▸ **Task statement**
Please locate every line below containing the word "black" and copy each one out. Case counts.

(Excerpts from point annotation data)
****************************************
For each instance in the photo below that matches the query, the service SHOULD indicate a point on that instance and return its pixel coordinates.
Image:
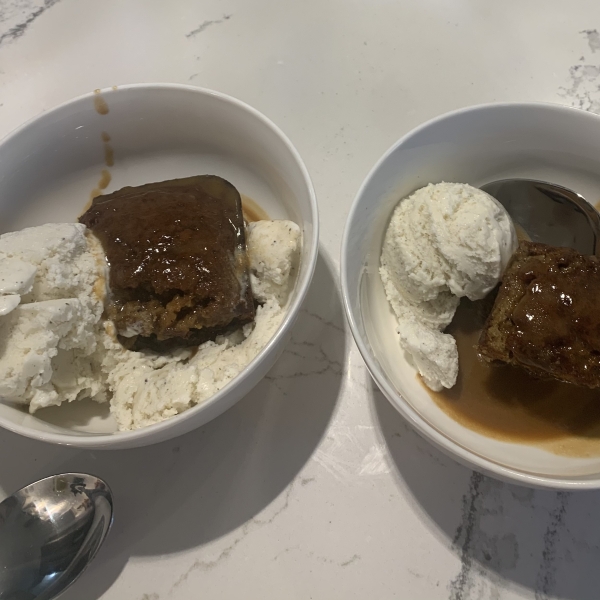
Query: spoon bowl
(49, 532)
(549, 213)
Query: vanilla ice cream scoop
(445, 241)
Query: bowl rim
(463, 455)
(142, 436)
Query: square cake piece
(178, 269)
(546, 316)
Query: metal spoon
(549, 213)
(49, 533)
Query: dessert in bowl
(473, 146)
(109, 159)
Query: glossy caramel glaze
(546, 317)
(177, 257)
(507, 403)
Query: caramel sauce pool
(252, 210)
(505, 403)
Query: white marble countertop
(313, 486)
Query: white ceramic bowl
(474, 145)
(50, 165)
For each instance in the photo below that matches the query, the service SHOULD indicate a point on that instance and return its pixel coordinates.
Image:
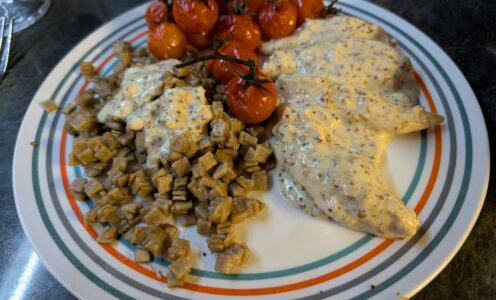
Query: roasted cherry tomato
(241, 30)
(201, 40)
(308, 9)
(277, 19)
(222, 6)
(156, 14)
(252, 104)
(166, 41)
(223, 71)
(195, 16)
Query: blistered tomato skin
(195, 16)
(167, 41)
(201, 40)
(156, 14)
(278, 19)
(252, 104)
(241, 30)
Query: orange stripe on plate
(275, 289)
(437, 151)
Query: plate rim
(94, 33)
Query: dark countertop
(466, 30)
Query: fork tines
(6, 29)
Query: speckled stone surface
(466, 30)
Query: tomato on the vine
(223, 71)
(252, 103)
(201, 40)
(241, 30)
(308, 9)
(222, 6)
(166, 41)
(156, 13)
(195, 16)
(277, 19)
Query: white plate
(442, 173)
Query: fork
(6, 29)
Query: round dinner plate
(442, 173)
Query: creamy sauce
(179, 111)
(140, 85)
(176, 111)
(342, 103)
(318, 30)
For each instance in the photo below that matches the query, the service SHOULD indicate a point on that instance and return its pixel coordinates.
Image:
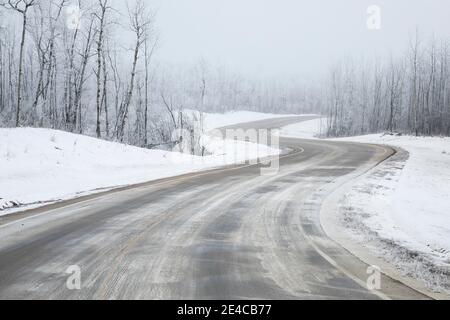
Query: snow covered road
(225, 234)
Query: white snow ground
(217, 120)
(40, 166)
(401, 209)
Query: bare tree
(22, 7)
(141, 21)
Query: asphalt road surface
(223, 234)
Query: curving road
(223, 234)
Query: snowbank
(219, 120)
(42, 165)
(401, 209)
(306, 130)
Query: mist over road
(223, 234)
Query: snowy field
(39, 166)
(401, 208)
(217, 120)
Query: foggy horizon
(289, 38)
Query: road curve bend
(222, 234)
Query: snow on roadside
(310, 129)
(218, 120)
(41, 165)
(401, 208)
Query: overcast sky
(290, 37)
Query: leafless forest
(94, 73)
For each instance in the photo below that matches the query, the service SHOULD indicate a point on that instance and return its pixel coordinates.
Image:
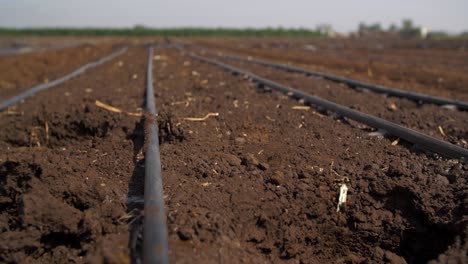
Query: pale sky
(344, 15)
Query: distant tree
(407, 24)
(408, 30)
(393, 28)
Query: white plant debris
(342, 196)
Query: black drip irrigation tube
(419, 97)
(422, 140)
(27, 49)
(18, 98)
(155, 245)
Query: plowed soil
(254, 182)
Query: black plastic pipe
(422, 140)
(155, 246)
(462, 105)
(44, 86)
(27, 49)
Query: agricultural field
(257, 165)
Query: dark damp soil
(255, 182)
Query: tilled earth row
(66, 166)
(259, 182)
(427, 74)
(250, 179)
(445, 124)
(20, 72)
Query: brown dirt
(20, 72)
(256, 184)
(437, 71)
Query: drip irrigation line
(27, 49)
(31, 91)
(419, 97)
(422, 140)
(155, 245)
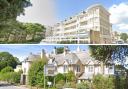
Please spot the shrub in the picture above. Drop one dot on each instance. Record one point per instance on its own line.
(103, 82)
(60, 84)
(70, 85)
(36, 73)
(11, 77)
(7, 69)
(83, 85)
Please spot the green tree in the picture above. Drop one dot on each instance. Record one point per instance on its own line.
(102, 53)
(124, 36)
(70, 76)
(59, 77)
(7, 59)
(7, 69)
(35, 30)
(10, 9)
(103, 82)
(60, 50)
(36, 73)
(107, 53)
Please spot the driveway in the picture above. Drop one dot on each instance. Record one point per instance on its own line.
(5, 86)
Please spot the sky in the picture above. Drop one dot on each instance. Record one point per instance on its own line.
(49, 12)
(22, 51)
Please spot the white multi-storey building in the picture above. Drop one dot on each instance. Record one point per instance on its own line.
(80, 62)
(89, 26)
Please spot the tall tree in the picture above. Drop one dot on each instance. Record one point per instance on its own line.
(10, 9)
(106, 53)
(7, 59)
(60, 50)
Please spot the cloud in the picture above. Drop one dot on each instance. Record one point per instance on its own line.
(42, 11)
(119, 16)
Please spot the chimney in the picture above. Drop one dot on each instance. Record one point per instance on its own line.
(42, 53)
(78, 49)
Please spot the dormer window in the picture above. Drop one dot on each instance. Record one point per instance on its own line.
(90, 68)
(77, 68)
(65, 68)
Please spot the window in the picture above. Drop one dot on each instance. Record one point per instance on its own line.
(77, 68)
(24, 70)
(65, 68)
(90, 69)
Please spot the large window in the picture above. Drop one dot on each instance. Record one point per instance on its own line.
(90, 68)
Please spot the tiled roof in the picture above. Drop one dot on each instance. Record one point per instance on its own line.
(86, 76)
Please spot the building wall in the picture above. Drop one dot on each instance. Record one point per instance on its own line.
(95, 18)
(25, 67)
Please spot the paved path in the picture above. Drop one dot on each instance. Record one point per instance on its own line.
(11, 87)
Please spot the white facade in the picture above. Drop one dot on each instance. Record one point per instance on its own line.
(89, 26)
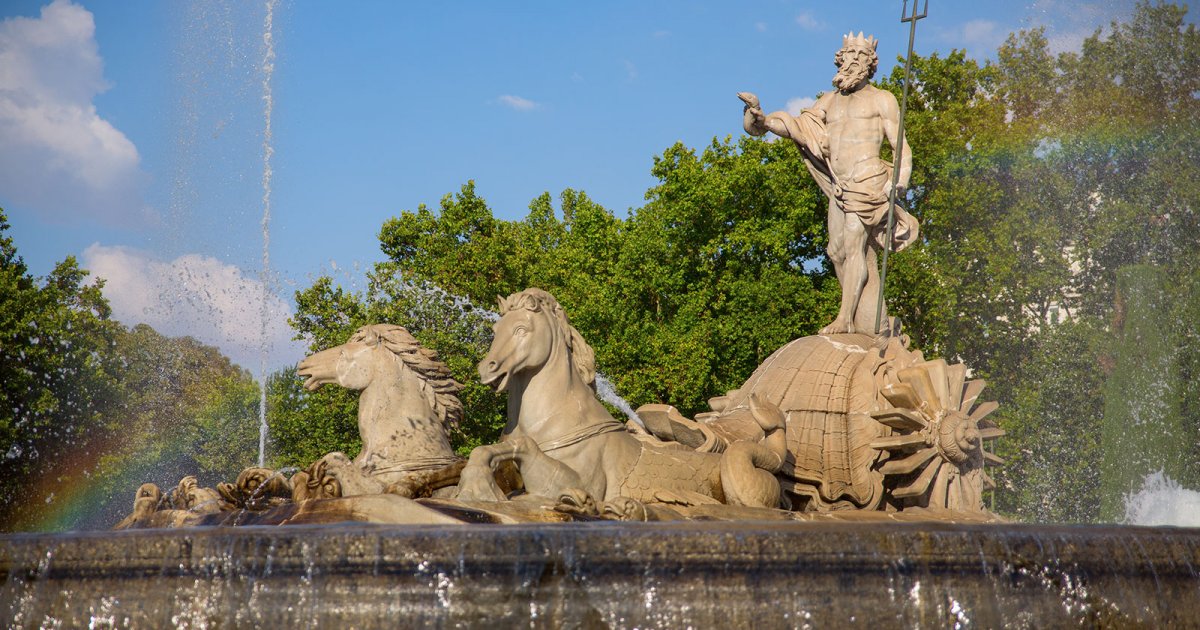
****************************************
▸ **Solution to the problem**
Query: black drip irrigation tube
Query: black plastic pipe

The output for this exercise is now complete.